# Start of Records supplied

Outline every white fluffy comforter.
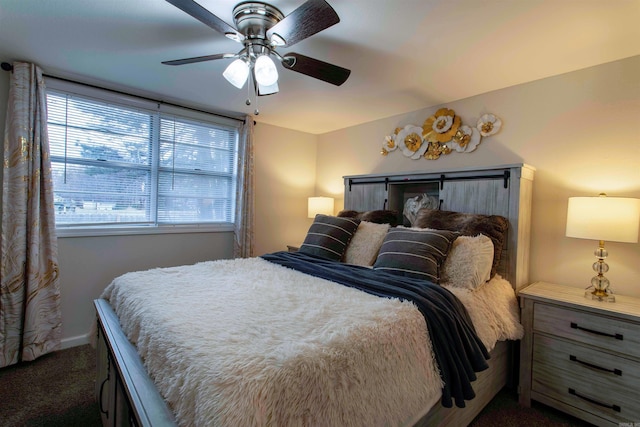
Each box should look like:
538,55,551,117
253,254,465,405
102,258,522,426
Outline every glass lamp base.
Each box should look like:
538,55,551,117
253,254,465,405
584,290,616,302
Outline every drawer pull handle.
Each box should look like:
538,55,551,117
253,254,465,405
569,354,622,376
571,322,624,341
569,388,620,412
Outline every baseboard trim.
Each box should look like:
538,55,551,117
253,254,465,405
60,334,90,350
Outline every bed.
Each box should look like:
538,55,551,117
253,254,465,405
95,165,533,426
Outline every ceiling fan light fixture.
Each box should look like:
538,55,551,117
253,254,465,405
253,55,278,86
258,82,280,96
222,58,249,89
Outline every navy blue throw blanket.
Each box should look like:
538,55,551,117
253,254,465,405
262,252,489,408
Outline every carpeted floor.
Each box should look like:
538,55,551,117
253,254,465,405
0,345,101,427
0,345,590,427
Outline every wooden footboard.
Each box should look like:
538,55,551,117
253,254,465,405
94,299,510,427
415,341,514,427
94,299,176,427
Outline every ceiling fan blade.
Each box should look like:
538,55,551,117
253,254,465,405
162,53,236,65
282,53,351,86
167,0,244,41
267,0,340,46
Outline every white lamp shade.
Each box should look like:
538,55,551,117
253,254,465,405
254,55,278,86
258,82,280,96
566,196,640,243
222,59,249,89
307,197,333,218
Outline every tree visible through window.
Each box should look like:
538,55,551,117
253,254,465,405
47,81,238,232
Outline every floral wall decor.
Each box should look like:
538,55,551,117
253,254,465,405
380,108,502,160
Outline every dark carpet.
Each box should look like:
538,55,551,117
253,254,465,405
0,345,590,427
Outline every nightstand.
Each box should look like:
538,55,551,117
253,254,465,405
518,282,640,427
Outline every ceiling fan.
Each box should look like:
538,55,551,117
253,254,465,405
162,0,351,105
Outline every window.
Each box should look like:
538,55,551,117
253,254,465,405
47,80,241,234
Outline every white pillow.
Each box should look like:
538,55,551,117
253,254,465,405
441,234,493,289
344,221,389,267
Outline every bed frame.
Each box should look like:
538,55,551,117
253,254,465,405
94,164,535,427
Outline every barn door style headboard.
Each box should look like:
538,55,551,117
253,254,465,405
344,164,535,290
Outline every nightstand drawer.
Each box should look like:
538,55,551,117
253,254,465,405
533,303,640,355
532,335,640,422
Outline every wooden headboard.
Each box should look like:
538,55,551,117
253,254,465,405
344,164,535,291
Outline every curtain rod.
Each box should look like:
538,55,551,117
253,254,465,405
0,62,248,125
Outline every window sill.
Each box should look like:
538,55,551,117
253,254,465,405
56,223,233,239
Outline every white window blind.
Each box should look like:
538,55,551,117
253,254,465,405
47,80,240,234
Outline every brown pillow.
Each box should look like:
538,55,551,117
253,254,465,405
338,210,399,227
415,209,509,277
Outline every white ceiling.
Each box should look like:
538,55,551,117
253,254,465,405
0,0,640,133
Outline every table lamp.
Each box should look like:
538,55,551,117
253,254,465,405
566,193,640,302
307,197,334,218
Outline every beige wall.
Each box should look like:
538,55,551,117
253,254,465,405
316,56,640,297
254,123,317,255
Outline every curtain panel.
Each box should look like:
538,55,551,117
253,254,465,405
233,116,255,258
0,62,62,367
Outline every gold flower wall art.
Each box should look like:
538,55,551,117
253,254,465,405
380,108,502,160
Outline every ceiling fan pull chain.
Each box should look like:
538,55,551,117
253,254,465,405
245,70,251,105
253,87,260,116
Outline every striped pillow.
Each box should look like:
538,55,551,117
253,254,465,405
373,228,460,283
300,214,360,261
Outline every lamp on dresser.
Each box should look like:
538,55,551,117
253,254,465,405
307,197,334,218
565,193,640,302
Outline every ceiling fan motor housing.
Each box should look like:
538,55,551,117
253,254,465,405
233,2,284,40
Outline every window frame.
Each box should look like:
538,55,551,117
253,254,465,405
45,77,244,238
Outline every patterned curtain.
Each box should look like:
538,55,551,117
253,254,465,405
233,116,254,258
0,62,62,367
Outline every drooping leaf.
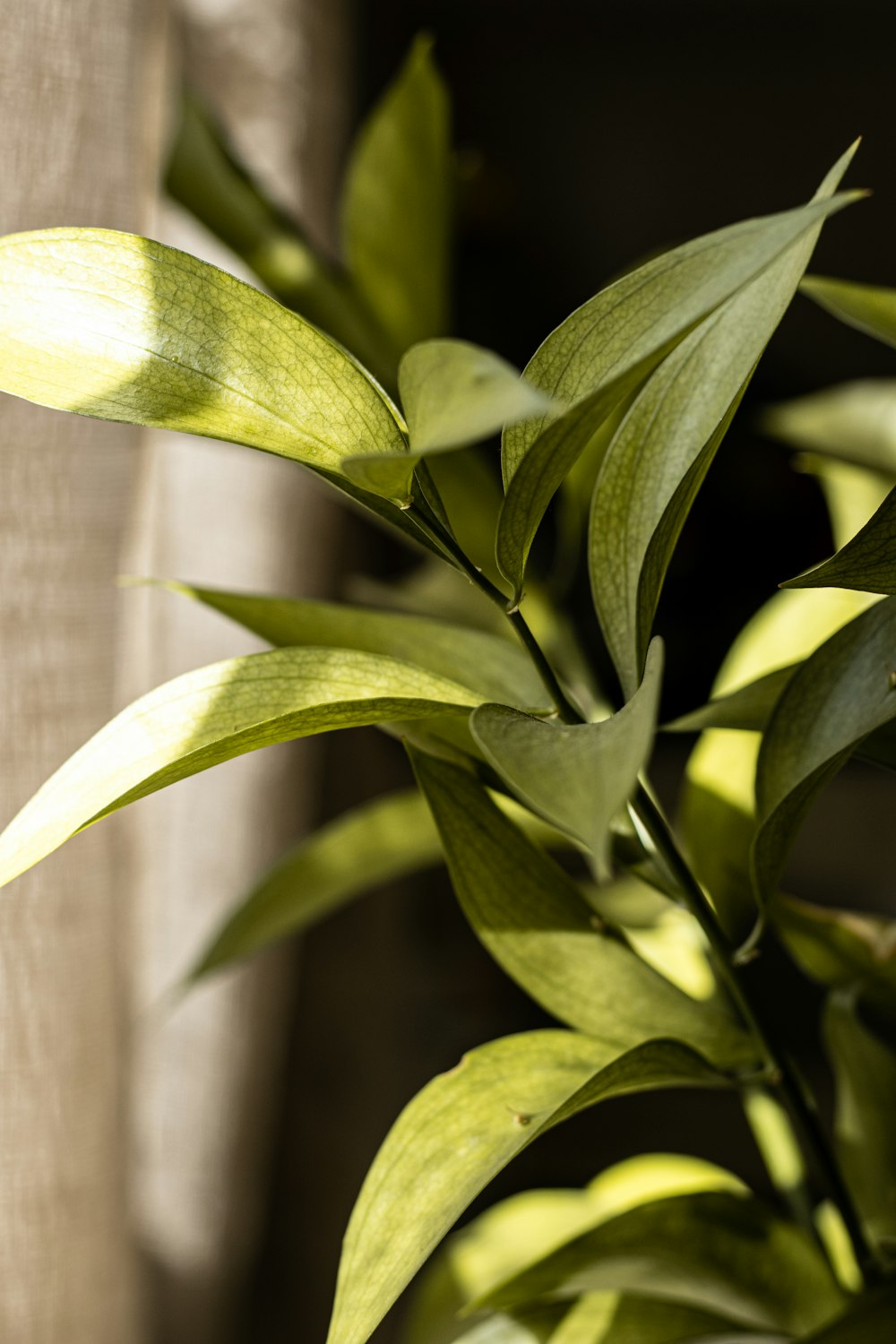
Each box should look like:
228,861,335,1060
770,892,896,1019
479,1193,844,1333
799,276,896,346
409,750,755,1067
753,599,896,900
143,581,552,710
328,1031,741,1344
548,1293,746,1344
497,151,856,599
0,228,404,475
342,340,549,497
470,640,662,870
589,153,859,695
780,491,896,594
0,648,482,886
165,90,401,390
191,789,442,978
762,378,896,476
342,37,452,351
398,340,551,453
802,1284,896,1344
823,991,896,1254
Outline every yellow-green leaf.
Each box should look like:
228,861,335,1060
470,640,662,871
142,581,551,710
0,648,482,886
0,228,404,475
409,750,756,1067
342,37,454,349
328,1031,741,1344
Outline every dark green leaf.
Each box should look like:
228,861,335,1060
497,151,856,599
411,752,755,1067
589,161,859,695
479,1193,844,1333
753,599,896,900
342,37,452,351
0,228,404,475
780,491,896,594
470,640,662,870
823,991,896,1250
328,1031,741,1344
0,648,491,886
142,581,551,710
799,276,896,346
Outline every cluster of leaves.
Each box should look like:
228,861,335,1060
0,42,896,1344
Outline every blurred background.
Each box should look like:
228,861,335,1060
0,0,896,1344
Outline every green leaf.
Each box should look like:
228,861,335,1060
780,491,896,594
753,599,896,900
799,276,896,346
770,892,896,1019
0,648,491,886
398,340,551,453
479,1191,844,1333
0,228,404,475
189,789,442,980
142,581,552,710
497,151,856,601
589,156,859,695
342,340,551,497
470,640,662,871
409,750,755,1067
802,1284,896,1344
823,991,896,1252
548,1293,741,1344
342,37,454,349
328,1031,741,1344
762,378,896,478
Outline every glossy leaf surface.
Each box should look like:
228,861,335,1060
143,582,551,710
342,38,452,351
328,1031,726,1344
799,276,896,346
411,752,755,1067
482,1193,844,1333
0,228,404,473
497,159,855,599
0,648,482,886
753,599,896,900
470,642,662,868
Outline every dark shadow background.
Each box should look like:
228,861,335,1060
246,0,896,1344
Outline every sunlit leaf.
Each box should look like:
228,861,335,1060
342,340,549,497
823,991,896,1252
342,37,452,351
142,581,551,710
497,151,856,599
470,642,662,870
589,161,847,695
780,491,896,594
0,648,491,886
479,1191,844,1333
753,599,896,900
762,378,896,478
0,228,404,475
799,276,896,346
411,752,755,1067
328,1031,741,1344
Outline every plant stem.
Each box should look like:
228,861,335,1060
417,511,884,1287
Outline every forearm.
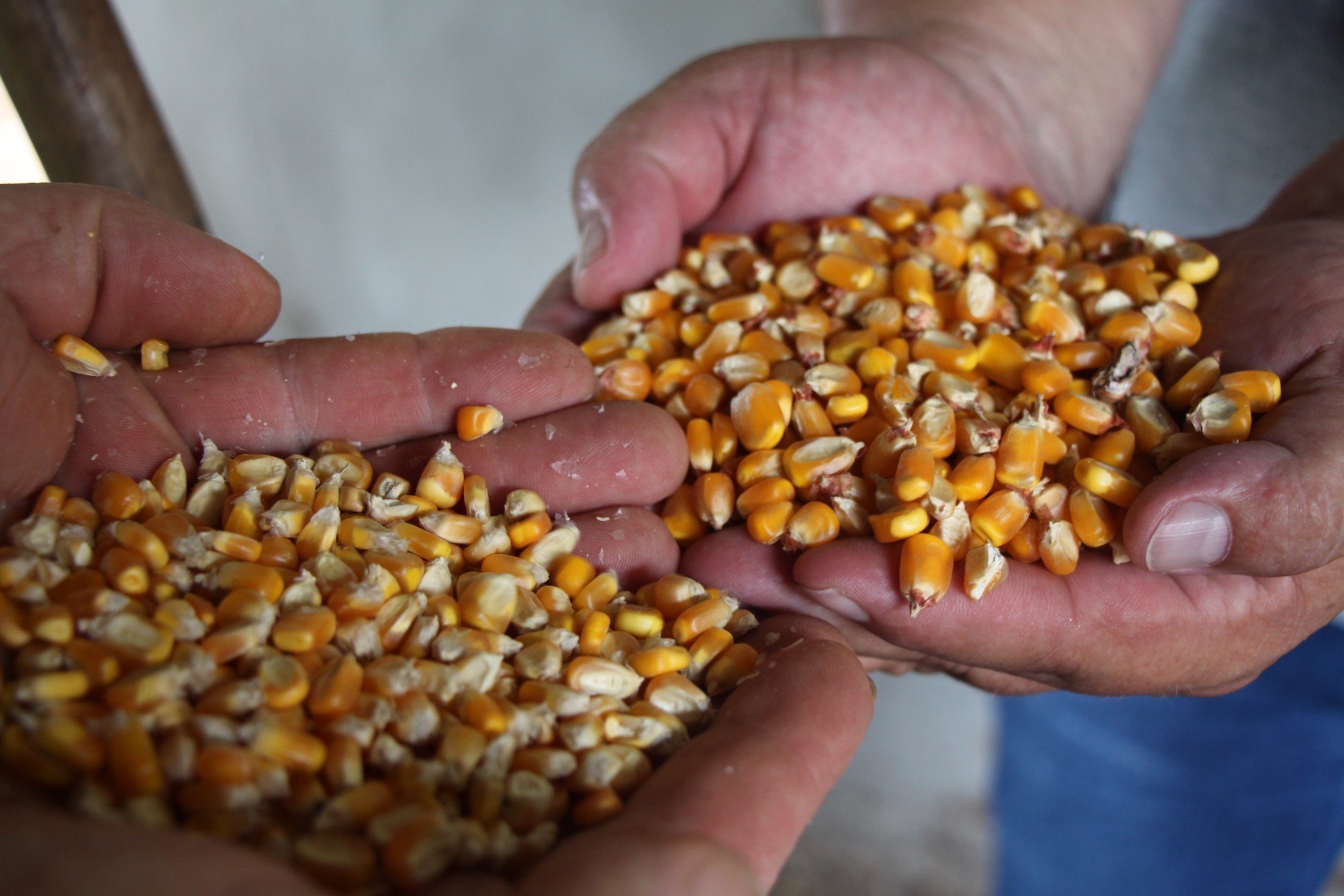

# End of Records supplied

**Stated problem**
Please copy all of the records above line for line, leaving out the pictures.

**Task answer**
Outline every white fluffy comforter.
Each box should look like:
538,55,551,117
253,254,465,405
102,258,522,426
Outline every glass lamp base.
Each box should look like:
538,55,551,117
253,254,465,405
584,290,616,302
Outline every drawer pull handle.
Each box should look like:
538,55,551,117
253,254,465,405
569,354,622,376
571,322,624,341
569,388,620,412
Outline every baseboard trim.
Each box should look like:
538,55,551,117
253,254,465,405
60,334,90,350
Outline every bed.
Each box should look like:
538,55,551,117
253,254,465,405
95,165,533,426
Outline every ceiling fan light fixture.
Each box should look like:
538,55,551,117
253,254,465,405
253,55,278,86
258,82,280,96
222,58,249,89
Outline every navy blue throw blanket.
Each box should look like:
538,55,551,117
253,254,465,405
262,252,489,408
Outline every carpeted floor.
Each box should look like:
538,55,551,117
253,254,465,405
0,345,101,427
0,345,590,427
Outline every wooden footboard.
Each box should look like:
538,55,551,117
253,254,465,405
94,299,510,427
415,341,514,427
94,299,176,427
Outline every ceiling fan blade.
Each box should look like:
538,55,551,117
253,254,465,405
162,53,236,65
282,53,351,86
167,0,244,41
267,0,340,46
Outline every white lamp shade.
Each box should look like:
538,55,551,117
253,254,465,405
254,55,278,86
258,82,280,96
566,196,640,243
222,59,249,89
307,197,333,218
Outline every tree visible through window.
Each box should look like:
538,55,551,117
253,254,465,405
47,81,238,232
Outline every floral wall decor.
Each box should look like:
538,55,551,117
253,254,465,405
380,108,502,160
Outline every dark carpet.
Each box should look like:
538,55,551,117
253,254,465,405
0,345,590,427
Outline every nightstand.
Each box should look like:
538,55,551,117
253,254,465,405
518,282,640,427
Outline every ceiling fan.
Each box should look like:
538,55,551,117
253,254,465,405
162,0,351,105
Outline every window.
Each box should look like:
538,55,551,117
253,254,465,405
47,80,241,234
Outline every white pillow.
Each box should look like:
538,55,551,117
253,254,465,405
441,234,493,289
344,221,389,267
Outline every bed frame.
Each box should look like:
538,55,551,117
253,254,465,405
94,164,535,427
Outline every barn door style headboard.
Each box should look like:
538,55,551,117
253,254,465,405
344,164,535,290
Outline every nightstand drawer.
Each box should look like:
538,55,551,117
253,254,465,405
533,303,640,355
532,335,640,422
Outline every wooden headboard.
Each box should look like:
538,55,551,117
253,254,465,405
344,164,535,291
Outline every curtain rod.
Each box should look like:
538,55,551,117
253,254,465,405
0,62,248,125
Outline every window sill.
Each box should look like:
538,55,551,117
253,254,465,405
56,223,233,239
Outline every white window blind.
Each box should look like:
538,55,551,117
253,254,465,405
47,80,240,234
Outline every brown pillow.
Each box should look like:
538,55,551,117
253,254,465,405
338,210,399,227
415,209,509,277
Outline every white ceiling.
Each box should look like:
538,55,551,117
253,254,465,405
0,0,640,133
Outline every table lamp.
Each box should look like:
538,55,551,117
253,254,465,405
566,193,640,302
307,197,334,218
Outline every beige wall.
Each box should look like:
538,55,551,117
253,254,465,405
316,56,640,297
254,123,317,255
Outline every curtain panel.
Each box should look like:
538,55,551,117
253,254,465,405
233,116,255,258
0,62,62,367
Outline every gold flower wall art.
Each box should look like:
538,55,551,117
253,254,465,405
380,108,502,160
Outline every ceiling fan pull chain.
Each box should look like:
538,55,551,117
253,254,465,405
245,70,251,105
253,87,260,116
Outline every striped pillow.
Each box should look like:
538,55,551,117
253,254,465,405
373,228,460,283
300,214,360,261
Outline every lamp on dresser.
Each box should look like:
538,55,551,117
253,254,465,405
307,197,334,218
565,193,640,302
Outline every ceiling fan motor housing.
Each box should look like:
538,55,551,117
253,254,465,405
233,2,284,40
Outline every window frame.
Each box should look like:
538,55,551,117
253,254,465,405
45,77,244,238
Outline every patterned curtain.
Each box should look like:
538,55,551,117
253,254,465,405
233,116,254,258
0,62,62,367
Outline every drooping leaf.
Each box should look like:
228,861,335,1060
770,892,896,1019
479,1193,844,1333
799,276,896,346
409,750,755,1067
753,599,896,900
143,581,552,710
328,1031,741,1344
548,1293,746,1344
497,151,856,599
0,228,404,475
342,340,549,497
470,640,662,870
589,153,859,695
780,491,896,594
0,648,482,886
165,90,401,390
191,789,442,978
762,378,896,476
342,37,452,351
398,340,551,453
802,1284,896,1344
823,991,896,1254
Outline every yellow-green leaf.
Each box should look like:
228,861,335,1060
470,640,662,871
142,581,551,710
0,648,482,886
0,228,404,475
409,750,756,1067
342,37,454,349
328,1031,741,1344
Outline every dark green leaf.
Each box should look like:
228,861,335,1060
497,151,856,599
411,752,755,1067
589,161,859,695
479,1193,844,1333
753,599,896,900
342,37,452,351
0,228,404,475
780,491,896,594
470,640,662,870
823,991,896,1250
328,1031,741,1344
0,648,491,886
142,581,551,710
799,276,896,346
Outline every cluster of leaves.
Each box should look like:
228,861,335,1060
0,42,896,1344
Outline every blurred background.
Each box should look like:
228,861,335,1060
0,0,896,1344
Outline every green leaf.
Each box should look like:
228,861,335,1060
780,491,896,594
753,599,896,900
799,276,896,346
770,892,896,1019
0,648,491,886
398,340,551,453
479,1191,844,1333
0,228,404,475
189,789,442,980
142,581,552,710
497,151,856,601
589,156,859,695
342,340,551,497
470,640,662,871
409,750,755,1067
802,1284,896,1344
823,991,896,1252
548,1293,741,1344
342,37,454,349
328,1031,741,1344
762,378,896,478
Outline every glossy leaf surface.
Each box should look like:
228,861,335,1060
143,582,551,710
342,38,452,351
328,1031,726,1344
799,276,896,346
411,752,755,1067
482,1193,844,1333
0,228,404,473
497,159,855,599
0,648,482,886
753,599,896,900
470,642,662,868
Outline every dark shadow background.
Each box should look like:
228,861,335,1060
246,0,896,1344
Outline every sunlit leaf.
Each box should look like:
228,861,335,1060
342,340,549,497
823,991,896,1252
342,37,452,351
142,581,551,710
497,151,856,599
470,642,662,870
589,161,847,695
780,491,896,594
0,648,491,886
479,1191,844,1333
753,599,896,900
762,378,896,478
0,228,404,475
799,276,896,346
411,752,755,1067
328,1031,741,1344
Outline every plant stem.
Each box should look like:
228,861,335,1060
417,511,884,1287
Outline every forearm.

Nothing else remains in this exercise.